▶ _Given exercise_
Reproduce the rows word for word, starting at the line that contains "the mountain as" and ending at the line that contains "Query: dirt track", with both of those lines included.

▶ _Records shown_
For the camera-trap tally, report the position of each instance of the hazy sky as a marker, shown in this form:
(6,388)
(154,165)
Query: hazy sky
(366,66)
==
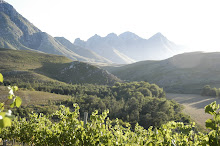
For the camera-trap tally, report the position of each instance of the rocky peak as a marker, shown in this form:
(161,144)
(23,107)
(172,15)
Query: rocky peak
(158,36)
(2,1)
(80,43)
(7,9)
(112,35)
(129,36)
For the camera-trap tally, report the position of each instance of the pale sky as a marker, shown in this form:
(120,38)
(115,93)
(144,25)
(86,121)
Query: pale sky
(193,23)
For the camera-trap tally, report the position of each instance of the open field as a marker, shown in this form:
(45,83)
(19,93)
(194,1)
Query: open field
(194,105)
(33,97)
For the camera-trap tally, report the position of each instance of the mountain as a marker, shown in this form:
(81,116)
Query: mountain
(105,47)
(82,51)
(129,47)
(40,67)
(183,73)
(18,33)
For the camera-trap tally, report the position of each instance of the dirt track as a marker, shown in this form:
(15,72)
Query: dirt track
---
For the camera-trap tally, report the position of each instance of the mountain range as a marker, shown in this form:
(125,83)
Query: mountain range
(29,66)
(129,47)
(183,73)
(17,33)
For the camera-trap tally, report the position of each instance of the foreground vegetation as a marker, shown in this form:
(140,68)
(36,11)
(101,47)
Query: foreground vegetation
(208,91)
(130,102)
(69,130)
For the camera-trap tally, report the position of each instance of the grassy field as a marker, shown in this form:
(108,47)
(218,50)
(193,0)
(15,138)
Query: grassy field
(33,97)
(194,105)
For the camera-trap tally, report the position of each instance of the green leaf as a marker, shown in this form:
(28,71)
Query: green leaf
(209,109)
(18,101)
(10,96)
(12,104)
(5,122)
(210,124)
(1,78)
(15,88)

▶ _Answer to this task_
For the camera-trap tally, report the position of each instance of the mountain as a marker, shown in this form:
(81,116)
Query: mountain
(105,47)
(82,51)
(129,47)
(40,67)
(183,73)
(18,33)
For the camera-trap tally, report the position of each instance of the dirt track as a marker, shown in this form:
(15,72)
Query: dirt track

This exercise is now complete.